* [READING PASSAGE]:
★ ★ ★ ★

India’s Military Base At Agaléga Islands Almost Complete

India’s Military Base At Agaléga Islands Almost Complete

India is building military infrastructure on Mauritius’ Agaléga  Island to increase its presence in the western Indian Ocean to confront China’s expansionism in the region. However, Pakistan has limited or no presence in the region

Over the last few years, a 10,000-foot runway, hangars and a jetty have been constructed on the island, which is located over 1,100 kilometre north of the main island of Mauritius and according to unconfirmed reports is almost ready for operations.

India asserts that these new facilities are part of its Security and Growth for All in the Region (SAGAR) policy, which aims to increase maritime cooperation between countries in the region. Mauritius, for its part, has indicated that its coastguard personnel will use the new facilities.

But it is clear that the Indian investment of $250m in developing an airfield, port, and communications hub on this remote island is not aimed at helping Mauritius develop its capacity to police its territorial waters.

North and South Agaléga islands, which are home to approximately 300 ethnically Creole Agaléens, are located in the strategically important southwestern part of the Indian Ocean. The area is currently a blind spot for the Indian Navy and by building a military facility in it, New Delhi hopes to expand its maritime domain awareness.

The most important new infrastructure on the atoll is a 3,000-metre runway, and considerable apron for aircraft. Under construction also are sizable jetty facilities in deeper water, and what looks like barracks and fields which could be used by military personnel.

The outpost at Agaléga will be useful to support the operation of India’s fleet of Boeing P-8I maritime surveillance aircraft. The US-made P-8, based on the Boeing-737 passenger aircraft, is a cutting-edge maritime patrol aircraft, tasked with anti-submarine warfare, anti-surface warfare, and intelligence, surveillance and reconnaissance missions.

While these aircraft have an anti-shipping and submarine strike function, their peace-time utility is derived from the sophisticated sensors, command and control systems, radars, and intelligence-gathering equipment utilised on routine missions.

The vastness of the Indian Ocean means that P-8s and other maritime surveillance aircraft require airfields and refuelling facilities at staging points, which is where facilities like those on North Agaléga island come in.

And Agaléga is not the only Indian Ocean island modified for P-8 use. For instance, military facilities on India’s Andaman and Nicobar Islands in the north-eastern Indian Ocean, at the junction of the Bay of Bengal and the Andaman Sea, were also enhanced to better support India’s patrol aircraft missions.

★ ★ ★ ★

* [INFORMATION PROVIDED]:

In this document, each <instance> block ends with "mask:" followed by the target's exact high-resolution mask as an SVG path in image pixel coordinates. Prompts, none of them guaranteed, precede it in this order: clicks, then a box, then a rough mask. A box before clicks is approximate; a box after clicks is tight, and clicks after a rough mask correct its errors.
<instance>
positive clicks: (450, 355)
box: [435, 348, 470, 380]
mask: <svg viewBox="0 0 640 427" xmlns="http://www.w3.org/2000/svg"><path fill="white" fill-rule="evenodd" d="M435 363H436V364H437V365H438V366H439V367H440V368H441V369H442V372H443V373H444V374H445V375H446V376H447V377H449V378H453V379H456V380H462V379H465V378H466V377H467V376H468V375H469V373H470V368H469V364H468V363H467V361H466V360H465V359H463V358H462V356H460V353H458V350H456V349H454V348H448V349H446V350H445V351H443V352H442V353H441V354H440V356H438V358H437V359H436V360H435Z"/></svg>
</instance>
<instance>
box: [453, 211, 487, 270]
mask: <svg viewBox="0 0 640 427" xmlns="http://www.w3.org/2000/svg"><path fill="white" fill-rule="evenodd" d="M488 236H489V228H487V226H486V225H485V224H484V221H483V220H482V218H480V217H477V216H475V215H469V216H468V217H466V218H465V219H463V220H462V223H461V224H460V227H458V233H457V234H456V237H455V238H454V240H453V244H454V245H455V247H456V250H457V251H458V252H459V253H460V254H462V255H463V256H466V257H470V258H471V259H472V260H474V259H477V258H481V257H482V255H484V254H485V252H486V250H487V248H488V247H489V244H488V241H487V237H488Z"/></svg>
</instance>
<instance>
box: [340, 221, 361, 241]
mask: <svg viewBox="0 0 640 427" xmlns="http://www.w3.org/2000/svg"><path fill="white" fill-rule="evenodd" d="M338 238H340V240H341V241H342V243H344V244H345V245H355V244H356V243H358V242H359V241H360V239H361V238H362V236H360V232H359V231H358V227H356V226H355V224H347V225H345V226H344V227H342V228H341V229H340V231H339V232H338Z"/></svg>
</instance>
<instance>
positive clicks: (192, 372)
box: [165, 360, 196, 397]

★ ★ ★ ★

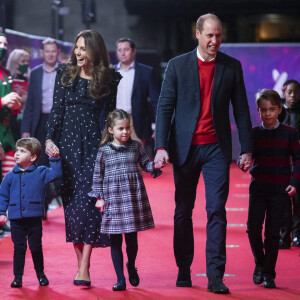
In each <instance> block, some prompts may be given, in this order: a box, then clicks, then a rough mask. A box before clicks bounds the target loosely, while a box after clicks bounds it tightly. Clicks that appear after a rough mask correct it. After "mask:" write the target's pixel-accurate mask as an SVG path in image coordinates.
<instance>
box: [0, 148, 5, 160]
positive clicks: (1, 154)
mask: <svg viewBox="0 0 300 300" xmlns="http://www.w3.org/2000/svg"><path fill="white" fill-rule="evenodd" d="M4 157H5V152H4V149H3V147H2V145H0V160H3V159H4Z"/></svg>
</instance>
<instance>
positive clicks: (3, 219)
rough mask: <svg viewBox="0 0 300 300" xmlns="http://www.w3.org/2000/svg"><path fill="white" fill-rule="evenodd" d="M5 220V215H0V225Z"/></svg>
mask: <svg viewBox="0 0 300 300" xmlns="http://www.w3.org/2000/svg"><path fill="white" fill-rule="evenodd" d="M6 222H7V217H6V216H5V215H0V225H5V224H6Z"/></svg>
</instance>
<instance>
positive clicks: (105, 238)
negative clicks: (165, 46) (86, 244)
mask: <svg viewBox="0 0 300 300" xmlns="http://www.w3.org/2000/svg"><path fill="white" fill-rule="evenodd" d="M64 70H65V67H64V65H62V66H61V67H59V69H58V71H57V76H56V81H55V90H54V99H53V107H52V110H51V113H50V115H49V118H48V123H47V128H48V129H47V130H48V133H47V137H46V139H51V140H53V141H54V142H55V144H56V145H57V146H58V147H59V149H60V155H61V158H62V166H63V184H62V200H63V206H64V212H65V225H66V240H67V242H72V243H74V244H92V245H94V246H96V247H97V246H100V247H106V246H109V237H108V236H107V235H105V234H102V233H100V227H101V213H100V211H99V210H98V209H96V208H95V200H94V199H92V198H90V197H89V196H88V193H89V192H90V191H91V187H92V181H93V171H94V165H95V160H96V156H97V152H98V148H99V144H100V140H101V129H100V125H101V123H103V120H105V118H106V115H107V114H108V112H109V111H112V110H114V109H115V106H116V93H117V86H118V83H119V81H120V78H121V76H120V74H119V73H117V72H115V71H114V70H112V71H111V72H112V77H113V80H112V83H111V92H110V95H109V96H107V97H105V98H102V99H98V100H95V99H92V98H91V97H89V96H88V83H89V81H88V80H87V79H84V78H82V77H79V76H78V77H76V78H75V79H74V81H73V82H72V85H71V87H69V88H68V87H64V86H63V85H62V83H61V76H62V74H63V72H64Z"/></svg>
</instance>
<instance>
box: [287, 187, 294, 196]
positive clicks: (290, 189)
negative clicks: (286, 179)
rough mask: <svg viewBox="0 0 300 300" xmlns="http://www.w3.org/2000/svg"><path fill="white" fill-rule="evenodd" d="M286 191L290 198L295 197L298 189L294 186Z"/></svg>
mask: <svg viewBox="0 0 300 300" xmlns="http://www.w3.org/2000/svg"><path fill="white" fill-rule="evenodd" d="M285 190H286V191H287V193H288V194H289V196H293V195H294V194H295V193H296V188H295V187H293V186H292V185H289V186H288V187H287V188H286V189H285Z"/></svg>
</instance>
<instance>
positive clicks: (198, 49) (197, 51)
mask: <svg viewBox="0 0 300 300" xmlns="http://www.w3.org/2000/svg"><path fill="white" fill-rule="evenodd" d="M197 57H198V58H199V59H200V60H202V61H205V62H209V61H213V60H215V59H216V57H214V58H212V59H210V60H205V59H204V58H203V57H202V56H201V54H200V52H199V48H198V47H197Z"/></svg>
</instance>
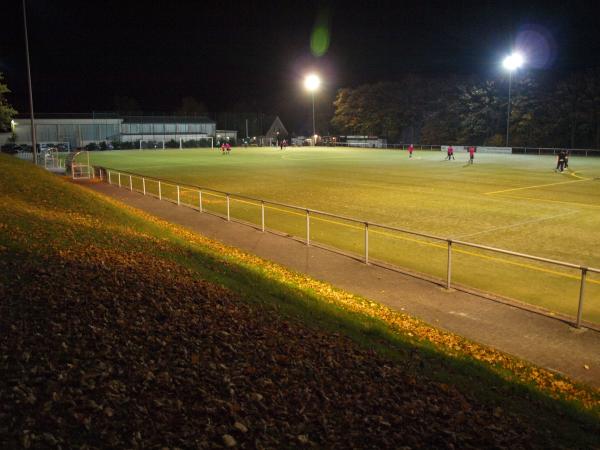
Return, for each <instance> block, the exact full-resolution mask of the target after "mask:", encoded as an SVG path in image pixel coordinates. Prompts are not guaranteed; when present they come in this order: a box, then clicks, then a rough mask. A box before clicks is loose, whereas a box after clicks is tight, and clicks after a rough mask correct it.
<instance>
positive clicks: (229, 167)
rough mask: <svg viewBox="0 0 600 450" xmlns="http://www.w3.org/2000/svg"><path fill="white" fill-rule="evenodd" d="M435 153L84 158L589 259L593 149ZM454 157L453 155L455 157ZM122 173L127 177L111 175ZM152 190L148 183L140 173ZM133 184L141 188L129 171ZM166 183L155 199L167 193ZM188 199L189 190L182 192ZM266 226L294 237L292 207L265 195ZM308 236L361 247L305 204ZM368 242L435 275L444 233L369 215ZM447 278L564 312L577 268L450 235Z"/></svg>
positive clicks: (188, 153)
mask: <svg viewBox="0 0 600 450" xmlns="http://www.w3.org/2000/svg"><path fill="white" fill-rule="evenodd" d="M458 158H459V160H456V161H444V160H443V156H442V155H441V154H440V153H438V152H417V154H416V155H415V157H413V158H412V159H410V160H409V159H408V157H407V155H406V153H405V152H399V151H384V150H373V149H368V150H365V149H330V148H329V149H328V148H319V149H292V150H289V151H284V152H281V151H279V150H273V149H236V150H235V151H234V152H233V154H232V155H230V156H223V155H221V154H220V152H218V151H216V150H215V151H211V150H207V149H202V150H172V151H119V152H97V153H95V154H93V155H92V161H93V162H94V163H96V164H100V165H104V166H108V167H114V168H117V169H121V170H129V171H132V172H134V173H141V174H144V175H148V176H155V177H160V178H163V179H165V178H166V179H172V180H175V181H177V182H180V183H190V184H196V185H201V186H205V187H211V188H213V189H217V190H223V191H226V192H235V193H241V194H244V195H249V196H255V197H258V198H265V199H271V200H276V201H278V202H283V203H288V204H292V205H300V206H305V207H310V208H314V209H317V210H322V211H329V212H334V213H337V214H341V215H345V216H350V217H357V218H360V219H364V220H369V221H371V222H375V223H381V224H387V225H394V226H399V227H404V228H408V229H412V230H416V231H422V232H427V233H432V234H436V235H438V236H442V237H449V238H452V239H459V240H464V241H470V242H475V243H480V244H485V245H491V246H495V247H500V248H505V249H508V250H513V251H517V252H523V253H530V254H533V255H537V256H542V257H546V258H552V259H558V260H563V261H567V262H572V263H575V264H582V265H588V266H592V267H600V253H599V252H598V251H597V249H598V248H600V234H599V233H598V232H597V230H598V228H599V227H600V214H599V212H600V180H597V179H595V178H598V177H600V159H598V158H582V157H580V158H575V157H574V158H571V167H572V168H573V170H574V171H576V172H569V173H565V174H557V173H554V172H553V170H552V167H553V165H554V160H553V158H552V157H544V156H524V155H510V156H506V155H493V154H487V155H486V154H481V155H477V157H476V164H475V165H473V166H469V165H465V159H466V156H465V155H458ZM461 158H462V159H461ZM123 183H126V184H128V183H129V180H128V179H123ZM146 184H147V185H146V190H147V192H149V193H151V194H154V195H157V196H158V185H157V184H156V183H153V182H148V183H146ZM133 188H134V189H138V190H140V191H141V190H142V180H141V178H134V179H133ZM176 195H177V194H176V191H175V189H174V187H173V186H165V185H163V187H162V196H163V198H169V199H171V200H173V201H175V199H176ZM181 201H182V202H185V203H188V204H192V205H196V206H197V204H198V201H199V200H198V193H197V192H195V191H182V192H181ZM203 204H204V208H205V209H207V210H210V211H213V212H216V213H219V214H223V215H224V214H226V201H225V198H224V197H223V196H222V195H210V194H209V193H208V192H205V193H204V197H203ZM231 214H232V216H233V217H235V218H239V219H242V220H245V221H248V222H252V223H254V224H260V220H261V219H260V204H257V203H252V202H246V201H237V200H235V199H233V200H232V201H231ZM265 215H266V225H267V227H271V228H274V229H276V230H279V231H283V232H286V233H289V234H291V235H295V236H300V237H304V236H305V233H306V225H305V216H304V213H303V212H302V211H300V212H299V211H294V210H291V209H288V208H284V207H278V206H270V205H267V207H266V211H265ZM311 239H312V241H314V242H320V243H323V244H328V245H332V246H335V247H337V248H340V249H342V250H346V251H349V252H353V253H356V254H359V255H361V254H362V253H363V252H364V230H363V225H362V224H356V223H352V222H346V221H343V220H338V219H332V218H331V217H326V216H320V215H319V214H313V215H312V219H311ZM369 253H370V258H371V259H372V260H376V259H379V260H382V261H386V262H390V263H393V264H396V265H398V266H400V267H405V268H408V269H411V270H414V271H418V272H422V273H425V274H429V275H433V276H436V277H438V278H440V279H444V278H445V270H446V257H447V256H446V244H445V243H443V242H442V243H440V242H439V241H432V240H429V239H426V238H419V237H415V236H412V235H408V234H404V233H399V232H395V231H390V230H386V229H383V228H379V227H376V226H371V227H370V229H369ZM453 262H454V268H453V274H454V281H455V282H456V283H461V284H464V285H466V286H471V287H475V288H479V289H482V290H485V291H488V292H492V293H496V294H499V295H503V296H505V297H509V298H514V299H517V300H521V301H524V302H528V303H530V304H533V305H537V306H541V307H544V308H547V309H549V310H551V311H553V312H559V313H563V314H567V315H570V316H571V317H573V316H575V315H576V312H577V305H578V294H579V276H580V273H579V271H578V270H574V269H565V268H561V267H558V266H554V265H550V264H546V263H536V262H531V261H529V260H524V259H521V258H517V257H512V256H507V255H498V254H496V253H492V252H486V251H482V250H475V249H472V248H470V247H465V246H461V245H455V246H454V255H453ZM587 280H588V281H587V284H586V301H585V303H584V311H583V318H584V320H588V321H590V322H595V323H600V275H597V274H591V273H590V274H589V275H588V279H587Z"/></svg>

★ ★ ★ ★

* [PROBLEM]: In the article on India's military base at Agaléga, which policy does India say the new facilities belong to?

* [RESULT BELOW]: India's Security and Growth for All in the Region (SAGAR) policy.